What is needed »
Can you write out everything from the start of the records down to the line containing "109, 768, 157, 826", substituting "orbiter" for "shuttle" and keeping everything else the same?

Provided data »
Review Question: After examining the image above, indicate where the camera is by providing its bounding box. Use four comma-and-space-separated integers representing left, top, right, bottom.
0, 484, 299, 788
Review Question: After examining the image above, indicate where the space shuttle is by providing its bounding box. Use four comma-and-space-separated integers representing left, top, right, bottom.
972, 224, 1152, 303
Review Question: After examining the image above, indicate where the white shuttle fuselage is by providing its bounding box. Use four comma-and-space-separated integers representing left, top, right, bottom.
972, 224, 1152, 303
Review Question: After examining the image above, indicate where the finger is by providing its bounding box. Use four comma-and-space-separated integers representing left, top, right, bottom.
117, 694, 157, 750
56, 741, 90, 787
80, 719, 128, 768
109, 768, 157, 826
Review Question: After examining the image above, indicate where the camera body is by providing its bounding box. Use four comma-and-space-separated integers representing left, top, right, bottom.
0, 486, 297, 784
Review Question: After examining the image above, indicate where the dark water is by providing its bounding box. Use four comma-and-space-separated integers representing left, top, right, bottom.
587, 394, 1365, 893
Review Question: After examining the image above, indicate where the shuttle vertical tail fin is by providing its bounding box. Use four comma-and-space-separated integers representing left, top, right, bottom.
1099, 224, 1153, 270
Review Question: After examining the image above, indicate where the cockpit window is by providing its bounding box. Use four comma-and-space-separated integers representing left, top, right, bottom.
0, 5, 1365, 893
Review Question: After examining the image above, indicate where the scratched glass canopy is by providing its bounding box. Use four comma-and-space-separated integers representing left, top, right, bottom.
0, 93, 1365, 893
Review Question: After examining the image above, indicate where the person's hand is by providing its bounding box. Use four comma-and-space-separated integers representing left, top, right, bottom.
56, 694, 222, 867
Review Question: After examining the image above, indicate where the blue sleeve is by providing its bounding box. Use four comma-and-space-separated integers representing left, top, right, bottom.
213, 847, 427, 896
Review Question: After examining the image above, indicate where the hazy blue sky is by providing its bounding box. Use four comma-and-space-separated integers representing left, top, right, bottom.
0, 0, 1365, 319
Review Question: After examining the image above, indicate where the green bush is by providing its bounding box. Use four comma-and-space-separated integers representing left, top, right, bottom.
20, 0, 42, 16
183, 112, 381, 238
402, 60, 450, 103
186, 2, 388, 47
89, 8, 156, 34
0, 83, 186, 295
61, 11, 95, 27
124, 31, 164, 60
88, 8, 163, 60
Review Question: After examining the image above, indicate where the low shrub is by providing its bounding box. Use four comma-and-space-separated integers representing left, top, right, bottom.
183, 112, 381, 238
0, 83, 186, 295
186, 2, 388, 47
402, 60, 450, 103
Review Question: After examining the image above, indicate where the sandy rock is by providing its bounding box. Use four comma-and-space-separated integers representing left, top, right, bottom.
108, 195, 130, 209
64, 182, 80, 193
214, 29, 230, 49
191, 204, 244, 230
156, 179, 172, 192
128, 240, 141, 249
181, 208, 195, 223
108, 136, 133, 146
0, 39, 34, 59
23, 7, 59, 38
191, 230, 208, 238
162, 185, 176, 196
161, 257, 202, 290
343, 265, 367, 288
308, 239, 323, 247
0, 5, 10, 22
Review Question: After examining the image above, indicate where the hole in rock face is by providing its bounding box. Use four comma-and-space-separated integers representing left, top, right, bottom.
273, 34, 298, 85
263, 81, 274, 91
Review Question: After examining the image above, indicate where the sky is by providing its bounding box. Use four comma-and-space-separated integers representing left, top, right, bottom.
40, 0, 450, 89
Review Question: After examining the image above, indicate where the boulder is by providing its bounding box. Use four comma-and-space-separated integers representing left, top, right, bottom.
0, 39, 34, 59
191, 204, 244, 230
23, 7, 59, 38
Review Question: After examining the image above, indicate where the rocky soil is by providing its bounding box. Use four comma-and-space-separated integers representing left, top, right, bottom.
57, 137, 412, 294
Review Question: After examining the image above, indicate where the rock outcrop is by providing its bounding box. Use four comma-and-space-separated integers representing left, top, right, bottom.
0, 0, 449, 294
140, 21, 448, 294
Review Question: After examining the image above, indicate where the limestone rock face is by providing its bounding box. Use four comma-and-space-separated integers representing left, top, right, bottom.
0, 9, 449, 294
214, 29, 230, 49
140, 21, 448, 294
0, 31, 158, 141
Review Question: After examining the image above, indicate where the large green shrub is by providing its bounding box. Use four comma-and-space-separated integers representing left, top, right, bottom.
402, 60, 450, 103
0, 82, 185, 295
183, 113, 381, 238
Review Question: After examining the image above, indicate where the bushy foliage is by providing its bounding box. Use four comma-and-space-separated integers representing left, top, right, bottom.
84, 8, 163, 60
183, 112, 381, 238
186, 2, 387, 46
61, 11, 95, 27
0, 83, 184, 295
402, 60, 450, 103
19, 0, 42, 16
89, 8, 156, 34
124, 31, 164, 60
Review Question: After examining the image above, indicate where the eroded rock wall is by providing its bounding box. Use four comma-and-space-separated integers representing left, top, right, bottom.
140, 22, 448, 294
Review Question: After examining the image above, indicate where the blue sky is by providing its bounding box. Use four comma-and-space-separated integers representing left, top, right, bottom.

Full output »
Review Question: After examining the image above, indicate where the camera is by providing its bounding box. Use four comma-and-space-separated integers representing left, top, right, bottom.
0, 484, 299, 788
Review Question: After examining the image above, indicate where the space orbiter is by providing its bounding box. Use four comma-and-space-separated integers representing left, top, right, bottom.
972, 224, 1152, 303
Review Question: After examining the image above, indicate where the white orbiter fuselage is by providing its bounding box. Use four comma-and-space-separated integers representing left, top, right, bottom.
972, 224, 1152, 303
Review Question: After examining the image above, indicate where the finger is by providing its bounding box. Use four comma-and-space-separated integers representing left, top, right, bottom.
117, 694, 157, 750
56, 741, 90, 787
80, 719, 128, 768
109, 768, 157, 826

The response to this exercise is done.